- _Work to be completed_
Output each entry in full so that the result matches the data exactly.

== == ==

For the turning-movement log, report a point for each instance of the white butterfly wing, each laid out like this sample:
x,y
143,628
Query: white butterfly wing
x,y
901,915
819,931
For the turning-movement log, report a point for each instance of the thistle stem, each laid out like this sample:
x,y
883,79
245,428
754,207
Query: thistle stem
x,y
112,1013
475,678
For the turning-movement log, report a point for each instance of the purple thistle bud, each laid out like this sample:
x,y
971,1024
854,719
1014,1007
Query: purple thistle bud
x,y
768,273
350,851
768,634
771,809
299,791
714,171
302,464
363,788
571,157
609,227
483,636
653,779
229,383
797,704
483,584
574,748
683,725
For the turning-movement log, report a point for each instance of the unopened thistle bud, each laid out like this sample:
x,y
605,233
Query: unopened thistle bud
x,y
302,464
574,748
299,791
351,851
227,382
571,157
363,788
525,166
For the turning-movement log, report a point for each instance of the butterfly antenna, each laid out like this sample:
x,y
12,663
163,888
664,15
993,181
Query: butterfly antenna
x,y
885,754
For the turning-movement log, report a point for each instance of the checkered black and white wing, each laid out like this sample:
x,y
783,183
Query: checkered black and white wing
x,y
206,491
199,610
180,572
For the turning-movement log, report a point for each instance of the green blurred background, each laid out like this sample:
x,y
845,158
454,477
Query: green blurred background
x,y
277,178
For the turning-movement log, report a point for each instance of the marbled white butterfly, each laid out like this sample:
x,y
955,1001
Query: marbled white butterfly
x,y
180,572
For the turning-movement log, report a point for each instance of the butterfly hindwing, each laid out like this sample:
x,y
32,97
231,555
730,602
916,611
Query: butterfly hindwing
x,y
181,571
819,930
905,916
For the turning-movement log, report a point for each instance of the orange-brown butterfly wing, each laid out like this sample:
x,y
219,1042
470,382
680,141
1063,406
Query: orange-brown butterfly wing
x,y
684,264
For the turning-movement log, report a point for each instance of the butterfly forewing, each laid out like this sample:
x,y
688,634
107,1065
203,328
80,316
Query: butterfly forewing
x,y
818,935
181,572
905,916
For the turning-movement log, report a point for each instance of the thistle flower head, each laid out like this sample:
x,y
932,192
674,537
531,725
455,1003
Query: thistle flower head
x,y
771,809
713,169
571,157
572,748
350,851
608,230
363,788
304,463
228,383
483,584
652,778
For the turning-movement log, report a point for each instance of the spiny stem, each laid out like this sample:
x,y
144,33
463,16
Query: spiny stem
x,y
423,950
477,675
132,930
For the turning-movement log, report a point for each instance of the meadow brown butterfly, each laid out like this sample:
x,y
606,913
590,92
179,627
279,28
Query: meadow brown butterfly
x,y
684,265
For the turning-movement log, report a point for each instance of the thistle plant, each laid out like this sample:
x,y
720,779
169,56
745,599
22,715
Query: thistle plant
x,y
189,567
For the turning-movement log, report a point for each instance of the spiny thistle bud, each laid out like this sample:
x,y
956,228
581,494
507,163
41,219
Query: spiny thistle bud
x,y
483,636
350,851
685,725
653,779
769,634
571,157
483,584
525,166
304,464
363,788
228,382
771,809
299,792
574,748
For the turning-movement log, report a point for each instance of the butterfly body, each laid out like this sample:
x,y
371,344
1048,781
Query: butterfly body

== == ==

- _Result_
For the turning-movement log, report a point for each instance of the white butterfly wing, each laid out like this sample:
x,y
143,628
Query: white butterfly wing
x,y
901,915
819,931
For the turning-movement log, report a point for each instance of the thistle stem, each laid out like this sample:
x,y
883,79
245,428
754,207
Query: thistle stem
x,y
112,1013
475,678
For the turning-movement log, report a point for each instance of the purple thistle bud, each laid out like this sample:
x,y
971,1024
854,719
1014,1007
Query: purple thistle bud
x,y
768,273
350,851
768,634
771,809
299,791
714,171
302,464
363,788
571,157
609,227
483,636
653,779
229,383
797,704
483,584
574,748
683,725
For the turning-movement log, report a point for each instance of the unopened thistle bud, each laid out like this sample:
x,y
605,233
Query: unopened thistle bud
x,y
302,464
574,748
299,791
351,851
227,382
571,157
363,788
525,166
For the turning-movement log, report a point for each instance of the butterfly antenna, each laid out like this sample:
x,y
12,663
163,888
664,15
993,181
Query: butterfly antenna
x,y
885,754
For the turning-movement log, report a point for each instance of the checkered black and white wing, each laid out like this sample:
x,y
783,183
Query: checkered black and white wing
x,y
206,491
199,610
180,572
For the turning-movement log, report a point for each instance of the green blurred background, each laid out like this sample:
x,y
845,158
454,477
Query: green blurred background
x,y
277,178
For the turning-movement log, report a point for each instance of the marbled white butterfly, each laid out like this sample:
x,y
955,1001
Query: marbled white butterfly
x,y
180,572
For the turning-movement log, report a point for each instance of the butterfly hindwing, each laid out like this sample:
x,y
32,97
231,555
730,602
916,611
Query: butterfly hindwing
x,y
181,571
819,930
905,916
For the turning-movement log, report a point for each instance of the orange-brown butterfly wing, each laid out like this sample:
x,y
219,1042
470,382
680,141
1063,406
Query: orange-brown butterfly wing
x,y
684,264
For the turning-movement log, report a point for each instance of the butterfly forewing, each laid out like this sample:
x,y
688,634
107,1065
203,328
80,316
Query: butterfly forewing
x,y
818,935
181,572
905,916
For the turning-movement log, report a point for each instance of the thistle flower head, each laid out like this sample:
x,y
932,192
674,537
531,725
455,1003
Query: thistle flower head
x,y
771,809
713,169
571,157
572,748
350,851
608,230
363,788
304,463
228,383
483,584
652,778
For the turning-movement log, report a point for each instance of the spiny stem, each laid out like this sample:
x,y
144,33
463,16
Query: spiny stem
x,y
423,950
477,675
132,930
For the turning-movement log, report a point for each instance of the meadow brown butterfly, each laid out like this sample:
x,y
606,913
590,92
179,627
279,28
Query: meadow brown butterfly
x,y
684,265
For the turning-movement log, report a point for each instance of the thistle plant, each laid out like this sample:
x,y
720,779
169,56
745,599
22,715
Query: thistle plant
x,y
189,567
For the turning-movement log, report a point for each instance of the spiny thistle bud, each laid out like this sample:
x,y
956,228
581,494
507,163
41,219
Query: spiny thistle bud
x,y
483,636
350,851
685,725
653,779
769,634
571,157
483,584
525,166
304,464
363,788
228,382
771,809
299,792
574,748
For the turning-movement log, report a point for each instance of the butterfly body, each laid out like this sample:
x,y
371,344
1048,781
Query: butterfly body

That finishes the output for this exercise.